# Given task
Select every line in the items below that contains the word "coordinates" and copy it.

-- Begin --

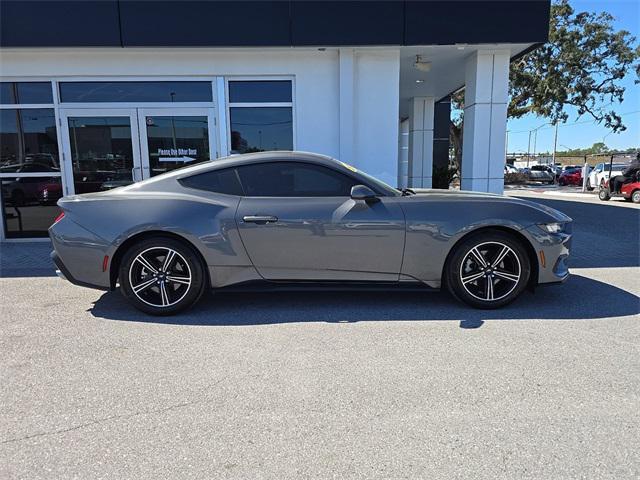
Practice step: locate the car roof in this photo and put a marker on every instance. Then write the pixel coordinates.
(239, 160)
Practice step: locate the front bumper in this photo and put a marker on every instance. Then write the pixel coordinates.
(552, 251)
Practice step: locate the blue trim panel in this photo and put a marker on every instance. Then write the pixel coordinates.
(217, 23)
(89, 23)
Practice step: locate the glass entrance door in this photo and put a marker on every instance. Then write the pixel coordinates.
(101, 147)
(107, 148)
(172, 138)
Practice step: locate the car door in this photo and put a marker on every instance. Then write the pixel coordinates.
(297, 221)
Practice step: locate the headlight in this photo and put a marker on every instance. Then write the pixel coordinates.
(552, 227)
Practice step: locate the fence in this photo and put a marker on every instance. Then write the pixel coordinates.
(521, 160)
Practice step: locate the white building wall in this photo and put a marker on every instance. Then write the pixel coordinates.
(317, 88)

-- End --
-- Begin --

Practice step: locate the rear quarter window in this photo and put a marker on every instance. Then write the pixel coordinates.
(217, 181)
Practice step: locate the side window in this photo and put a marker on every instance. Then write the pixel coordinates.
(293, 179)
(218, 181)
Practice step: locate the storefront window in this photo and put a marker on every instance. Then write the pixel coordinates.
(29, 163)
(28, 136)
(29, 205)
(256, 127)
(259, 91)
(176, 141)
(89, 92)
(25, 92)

-- End --

# Output of the task
Practice step: locate the car roof in this photo and put a marker on every instance. Then write the pixel coordinates.
Practice step: locate the front bumper in this photo and put a marker on every instance. Then write the pixel coordinates.
Practice step: locate the blue trim panel in this photo and put a marker on every instance. Then write the pixel coordinates.
Practice step: locate the glass entrance door in this photo and put a marker on every instance. Then write the pixel coordinates.
Practice step: locate the car door in this photo and put a marker on every instance. Then write the pixel coordinates.
Practice step: locate the headlight in this photo and put a marker on every instance. Then write the pixel coordinates.
Practice step: locate the fence in this photo and put a marker on every instance. Then write the pixel coordinates.
Practice step: locate the white building wall in this photo and put a marker on every instance. Then write the pixel coordinates.
Practice step: locate the rear quarter window in this photo and put a marker on every instance. Then write the pixel coordinates.
Practice step: locate the side window in this photo and put a marker on every instance. Then write the pixel coordinates.
Practice step: locate the storefront window in this photo and put a marker on every instance. Then write the pixel coordinates.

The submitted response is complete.